** START OF Page extract **

Stop piling on when the build breaks: Build checkin policy for Continuous Integration in Orcas

Last fall, Clark Sell wrote a blog post called Stop, the build is broken!! that introduced a checkin policy that reported errors when the build was broken.  If you are using continuous integration where every checkin starts a build, you want folks to stop and fix build breaks when they occur, rather than pile on more checkins and perhaps make the problem worse (or at least harder to sort out).

Since we’ve added support for continuous integration in Team Build for Orcas (screencasts, demo), we thought that it was a really great idea, and we’ve added a simple checkin policy in Orcas Team Build that does this (it will be in beta 1, but it is not in the March Orcas CTP).  It works differently than his does (he had was constrained to what v1 had to offer), and it only works with Orcas clients (not with TFS 2005 clients, which would see an error message about not finding the checkin policy).

Here’s what the policy does.

  1. Request from the server a list of build definitions affected by this check in

  2. For each build definition returned where the last build was not “good,” create a checkin policy error message containing the build definition’s name and the user that triggered the build.

If the policy detects a broken CI build, you’ll get a message like the following when you attempt to check in.

The last build of definition WebProjects_SimpleWebService, triggered by user buck, failed.

A “good” build is one where compilation and testing were successful.  If something goes wrong after the test phase, it’s still considered a good build.  This notion of a good build is the same as it was in v1, and it has some shortcomings.  We’re going to refine it and make it more flexible in the release after Orcas.

There’s nothing to configure for this checkin policy, so you aren’t stuck with maintaining a list of build definitions for the checkin policy to monitor.  The first step calls the same code on the server that is used by the continuous integration feature.  Based on the list of pending changes’ server paths involved in the checkin and the workspace mappings for each of the build definitions, the server is able to quickly determine which build definitions are affected by your changes.  It’s all automatic!

** END OF Page extract **
** START OF Records for this task **

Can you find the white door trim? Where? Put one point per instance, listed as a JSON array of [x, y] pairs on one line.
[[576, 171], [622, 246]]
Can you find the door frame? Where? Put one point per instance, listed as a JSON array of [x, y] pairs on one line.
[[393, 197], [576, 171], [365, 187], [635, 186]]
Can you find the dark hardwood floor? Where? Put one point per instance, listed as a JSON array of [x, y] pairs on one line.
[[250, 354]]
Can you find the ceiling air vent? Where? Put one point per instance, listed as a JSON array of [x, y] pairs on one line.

** END OF Records for this task **
** START OF Records for this task **

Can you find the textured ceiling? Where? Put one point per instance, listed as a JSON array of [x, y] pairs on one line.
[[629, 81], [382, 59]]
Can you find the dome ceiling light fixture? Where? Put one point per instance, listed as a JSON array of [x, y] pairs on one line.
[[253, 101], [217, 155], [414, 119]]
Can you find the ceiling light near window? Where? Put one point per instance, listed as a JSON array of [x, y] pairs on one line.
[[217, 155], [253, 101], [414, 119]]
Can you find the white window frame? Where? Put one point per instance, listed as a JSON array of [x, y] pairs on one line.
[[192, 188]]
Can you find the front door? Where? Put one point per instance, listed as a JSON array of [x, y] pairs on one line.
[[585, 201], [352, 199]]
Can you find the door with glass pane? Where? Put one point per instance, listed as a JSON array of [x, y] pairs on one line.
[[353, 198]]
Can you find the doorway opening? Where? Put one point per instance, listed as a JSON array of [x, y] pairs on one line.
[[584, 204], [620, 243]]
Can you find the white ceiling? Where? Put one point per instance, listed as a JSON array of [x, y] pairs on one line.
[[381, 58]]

** END OF Records for this task **

*Exercise task 1*.
Lay out the stretch of the records from the line containing "Can you find the dome" through the line containing "[[217, 155], [253, 101], [414, 119]]" as a Markdown table with the columns Row and Record Line, leaving out blank lines.
*Exercise task 2*.
Carry on the post about the Orcas checkin policy for broken builds, starting right after its final sentence.

*Task response 1*.
| Row | Record Line |
|---|---|
| 1 | Can you find the dome ceiling light fixture? Where? Put one point per instance, listed as a JSON array of [x, y] pairs on one line. |
| 2 | [[253, 101], [217, 155], [414, 119]] |
| 3 | Can you find the ceiling light near window? Where? Put one point per instance, listed as a JSON array of [x, y] pairs on one line. |
| 4 | [[217, 155], [253, 101], [414, 119]] |

*Task response 2*.
See Walkthrough: Customizing Check-in Policies and Notes for how to enable a checkin policy for a team project.

We’re interested in your feedback, so post a comment and let us know what you think.

Low-level details

If you want to see how it works and see a little of the new Orcas Build API, I’ll explain the details of how it works.  If you aren’t interested in the low-level details, feel free to skip this.

Here is all of the code that isn’t just “boilerplate” checkin policy code.

To prevent being called repeatedly in a short time span, it uses a timer to ensure that a minimum of 10 seconds elapse between calls.  There’s nothing special about 10 seconds, and we may even lengthen it to a minute.  The important part is that since this policy makes at least one web service call, it needs to make sure being evaluated often doesn’t cause too many web service calls and present a performance problem.

The first thing that the policy’s Evaluate() method does is get a reference to the central object in the Orcas Team Build API, IBuildServer.  Next it gets the list of pending changes that are going to be checked in.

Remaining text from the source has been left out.